EXERCISE GOAL - Locate every line in the records below that contains the word "instance", and copy each of those lines.

RECORDS FOR THE EXERCISE -
▼
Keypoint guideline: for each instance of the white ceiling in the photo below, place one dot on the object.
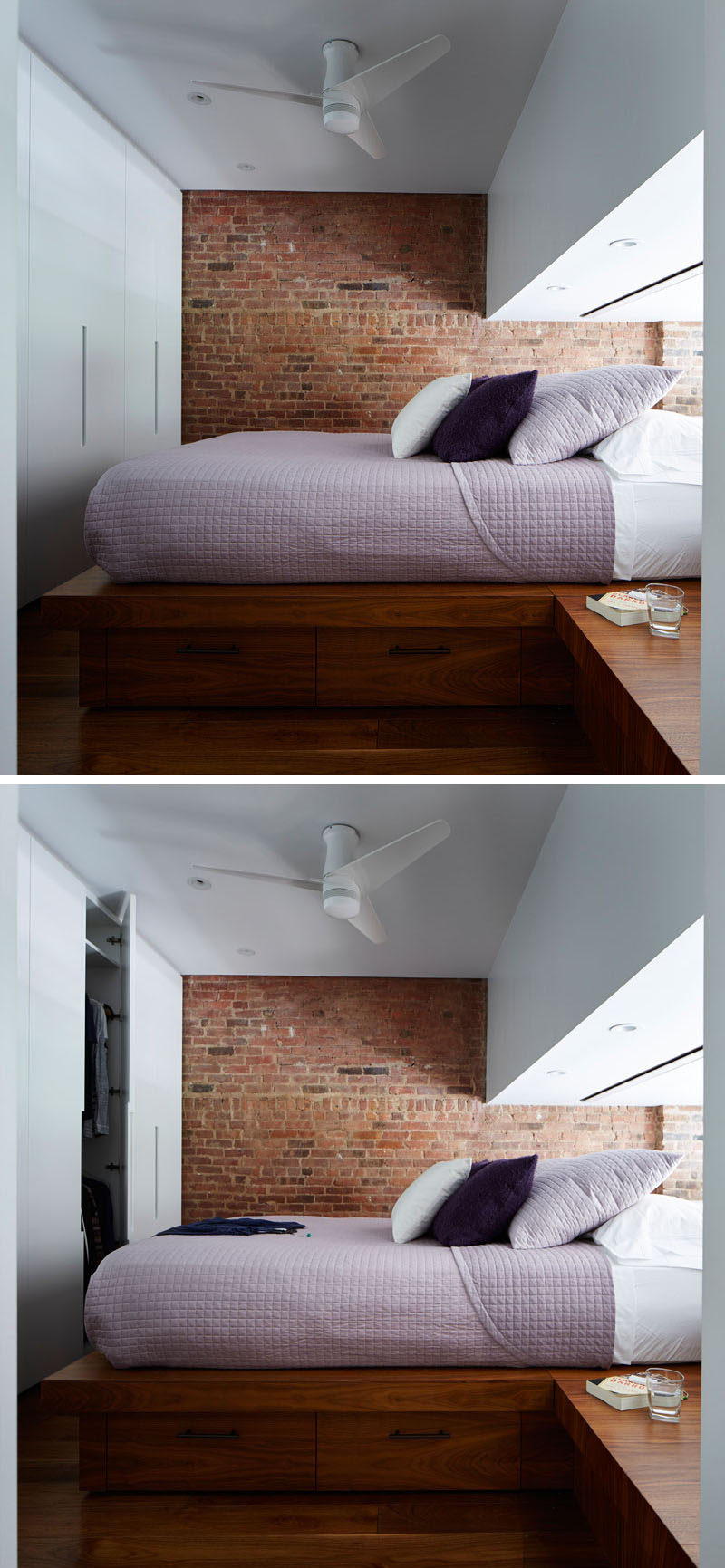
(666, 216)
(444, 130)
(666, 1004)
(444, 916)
▲
TASK SOLUTION -
Keypoint guideline: for each instance of the white ceiling in the photo below, place one dot on the object.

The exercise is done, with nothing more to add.